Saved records
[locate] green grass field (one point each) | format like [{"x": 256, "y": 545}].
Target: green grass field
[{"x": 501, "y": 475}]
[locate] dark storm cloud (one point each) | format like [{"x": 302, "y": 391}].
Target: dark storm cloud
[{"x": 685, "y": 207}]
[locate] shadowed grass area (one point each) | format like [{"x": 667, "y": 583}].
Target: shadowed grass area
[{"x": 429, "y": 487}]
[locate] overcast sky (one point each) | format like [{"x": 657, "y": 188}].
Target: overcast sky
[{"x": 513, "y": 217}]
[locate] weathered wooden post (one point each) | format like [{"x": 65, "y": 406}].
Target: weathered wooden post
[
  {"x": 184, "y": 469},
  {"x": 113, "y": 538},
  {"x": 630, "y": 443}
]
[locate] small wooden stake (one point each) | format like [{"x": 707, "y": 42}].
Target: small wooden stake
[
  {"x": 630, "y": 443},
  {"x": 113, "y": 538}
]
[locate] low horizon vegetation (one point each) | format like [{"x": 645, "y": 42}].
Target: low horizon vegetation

--

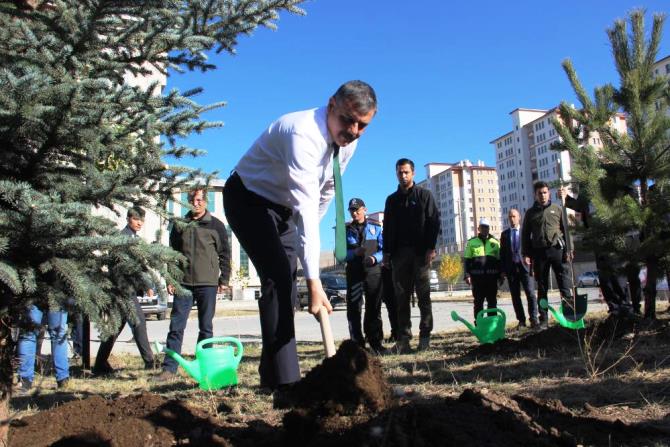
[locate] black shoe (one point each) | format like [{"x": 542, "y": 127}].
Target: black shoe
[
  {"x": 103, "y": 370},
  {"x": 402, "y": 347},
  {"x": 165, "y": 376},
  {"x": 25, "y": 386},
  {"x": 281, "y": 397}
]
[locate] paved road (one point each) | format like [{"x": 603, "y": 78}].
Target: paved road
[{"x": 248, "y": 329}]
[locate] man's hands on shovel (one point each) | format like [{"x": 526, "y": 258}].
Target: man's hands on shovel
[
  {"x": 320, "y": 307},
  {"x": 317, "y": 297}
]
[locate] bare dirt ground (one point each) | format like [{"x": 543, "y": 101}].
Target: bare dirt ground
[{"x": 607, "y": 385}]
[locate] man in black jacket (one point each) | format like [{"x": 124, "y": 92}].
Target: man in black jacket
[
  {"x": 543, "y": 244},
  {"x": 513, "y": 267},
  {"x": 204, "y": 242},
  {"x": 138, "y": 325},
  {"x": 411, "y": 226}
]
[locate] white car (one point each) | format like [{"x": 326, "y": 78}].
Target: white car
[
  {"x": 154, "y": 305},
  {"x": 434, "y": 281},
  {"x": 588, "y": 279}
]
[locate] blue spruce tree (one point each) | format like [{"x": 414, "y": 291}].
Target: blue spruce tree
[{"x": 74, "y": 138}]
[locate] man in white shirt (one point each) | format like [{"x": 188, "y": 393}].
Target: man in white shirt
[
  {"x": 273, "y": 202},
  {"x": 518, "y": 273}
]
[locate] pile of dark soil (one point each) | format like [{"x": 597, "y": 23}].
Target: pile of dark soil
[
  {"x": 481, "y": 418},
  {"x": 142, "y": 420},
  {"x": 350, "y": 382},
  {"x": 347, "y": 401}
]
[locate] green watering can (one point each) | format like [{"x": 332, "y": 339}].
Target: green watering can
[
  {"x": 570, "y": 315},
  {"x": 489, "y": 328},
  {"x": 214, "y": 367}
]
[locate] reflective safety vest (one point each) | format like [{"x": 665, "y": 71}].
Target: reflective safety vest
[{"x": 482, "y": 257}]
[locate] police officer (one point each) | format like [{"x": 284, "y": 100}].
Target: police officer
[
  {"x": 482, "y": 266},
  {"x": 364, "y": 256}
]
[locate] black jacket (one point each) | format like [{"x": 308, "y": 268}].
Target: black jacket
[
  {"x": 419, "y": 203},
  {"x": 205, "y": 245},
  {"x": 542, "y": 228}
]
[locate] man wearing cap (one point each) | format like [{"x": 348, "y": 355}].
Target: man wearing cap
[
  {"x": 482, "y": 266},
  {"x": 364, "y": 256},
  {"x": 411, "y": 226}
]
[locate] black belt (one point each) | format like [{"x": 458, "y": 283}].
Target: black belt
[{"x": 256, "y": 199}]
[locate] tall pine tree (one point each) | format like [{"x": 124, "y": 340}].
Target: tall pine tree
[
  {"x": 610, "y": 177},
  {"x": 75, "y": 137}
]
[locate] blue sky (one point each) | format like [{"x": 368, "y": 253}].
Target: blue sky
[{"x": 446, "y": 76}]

TASK STATEMENT
Count the lines of the data above that contain the string "vest". Give only the number.

EXERCISE RESULT
2